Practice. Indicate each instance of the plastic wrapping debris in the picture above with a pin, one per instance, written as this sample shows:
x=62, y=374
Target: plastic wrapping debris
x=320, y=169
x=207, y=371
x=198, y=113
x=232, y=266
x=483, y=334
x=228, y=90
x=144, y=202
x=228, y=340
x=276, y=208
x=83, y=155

==============================

= SET TASK =
Revise the rows above so that "plastic wrapping debris" becomes "discarded plastic wrap" wherever it occurs. Leave every other part of the rows unchanged.

= REPLY TO THE TASK =
Practice. Indicate each instance of the discarded plastic wrap in the picture above with a pin, one per instance, written as this sample shows:
x=62, y=374
Target: discarded plastic wrap
x=320, y=169
x=207, y=371
x=198, y=113
x=232, y=266
x=483, y=334
x=228, y=90
x=144, y=202
x=228, y=340
x=276, y=208
x=83, y=155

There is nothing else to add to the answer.